** Requirements **
a - For the opinion piece on anti-Semitism, decide whether each statement agrees with it, answering yes or no and quoting the words that settle it: (i) The piece says Britain and America are urged to practice self-restraint. (ii) Jewish delegates at Durban required police protection. (iii) The attacks on the World Trade Center came three weeks after the conference ended.
b - Answer these questions from the opinion piece on anti-Semitism:
(i) Since which decade has hatred of Jews not gained this much acceptability in world opinion?
(ii) What was the UN conference at Durban convened to explore?
(iii) In what language were editions of the Protocols of the Elders of Zion available there?
c - Carry the opinion piece on anti-Semitism forward from its final sentence, "But we ignore the lessons of Durban at our collective peril."

** Text to read **
=-=-=

I’m not talking merely about editorials that seem to deny the right of Jews to emigrate to Israel; or leaders that come close to blaming Israel itself for the mass murder of its own citizens by Hamas terrorists. It is simply routine at this point to see “balanced” news reports from the BBC and the broadsheet British press that morally equate the actions of Israeli self-defense with the deliberate murder of civilian Jews by Palestinian terrorists. While Britain and America are allowed to fight a war against terrorism, Israel is urged to practice self-restraint every time another terrorist massacres another group of civilians in a restaurant or disco. Supporting Israel as a matter of right versus wrong is almost unheard of in polite society.

 

In normal times, this is lamentable but not disastrous. The Jews know something about survival. They can and will defend themselves. But in abnormal times, when anti-Semitism is spreading across the globe like a brushfire, it is deeply dangerous. Not since the 1930s has such blithe hatred of Jews gained this much acceptability in world opinion. Across the Arab world, in particular, the past decade or so has seen a shift from mere passive resentment of Jews to a paranoid anti-Semitism. That European elites want to ignore it, or – worse – pander to it, suggests we have learnt nothing from history.

 

The taboo on expressions of anti-Semitism that descended on much of the civilized world after the Shoah is eroding. Durban should have been a wake-up call. A UN conference convened to explore strategies for combating racism instead became a venue for promoting raw, unvarnished anti-Semitism, especially at the parallel nongovernmental forum. Everything was up for grabs; nothing was sacrosanct. The Holocaust, Zionism, and anti-Semitism – you name it and it was in dispute. Jewish delegates were harassed and intimidated, and required police protection.

 

Meanwhile, Arabic-language editions of the notorious Protocols of the Elders of Zion were readily available, and booklets with vile anti-Semitic caricatures were distributed by groups accredited to the conference. Three days after the conference ended, terrorists struck at the World Trade Center and Pentagon, and Durban disappeared from public consciousness. But we ignore the lessons of Durban at our collective peril.

=-=-=

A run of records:
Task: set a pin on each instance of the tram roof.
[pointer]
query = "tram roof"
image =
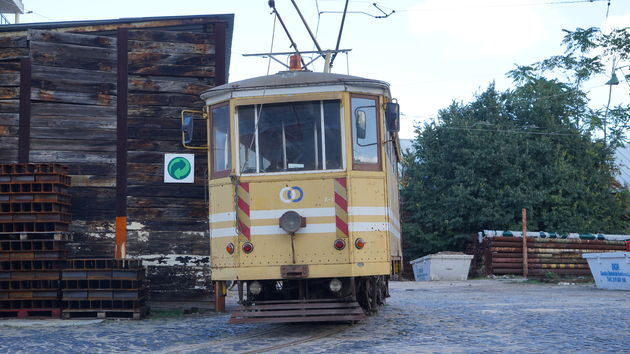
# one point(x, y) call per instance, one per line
point(295, 80)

=-=-=

** Answers to the problems **
a -
(i) No: "While Britain and America are allowed to fight a war against terrorism, Israel is urged to practice self-restraint"
(ii) Yes: "Jewish delegates were harassed and intimidated, and required police protection."
(iii) No: "Three days after the conference ended, terrorists struck at the World Trade Center and Pentagon"

b -
(i) The 1930s.
(ii) Strategies for combating racism.
(iii) Arabic.

c -
 

In the Muslim world, with a few notable exceptions, anti-Semitism is quite widespread and deeply ingrained, as a forthcoming AJC-commissioned study will show in graphic detail. Yet where is it condemned in the international community?

 

When was the last time anyone remembers a discussion on the topic under UN auspices? Okay, I’m dreaming, but how about a major global campaign to shine the spotlight of exposure on the teaching of incitement in the Muslim world? After all, anti-Semitism is usually coupled with hatred of all “infidels,” emphatically including Christians.

 

Isn’t the fabric of religious tolerance for all faiths threatened in a country like the United States when, as the Washington Post reported on February 25, eleventh-graders at the elite Islamic Saudi Academy in Northern Virginia “file into their Islamic studies class, where the textbooks tell them the Day of Judgment can’t come until Jesus Christ returns to Earth, breaks the cross and converts everyone to Islam, and until Muslims start attacking Jews”? In Saudi-funded schools around the world the teaching isn’t much different.

 

For many diplomats and editorial writers, the subject is simply too radioactive, and they don’t want to risk antagonizing the Muslim world. Better, the thinking goes, to live in denial as long as possible or simply to resort as needed to ritualistic and platitudinous language about all religions having their extremist factions that distort the true meaning of faith.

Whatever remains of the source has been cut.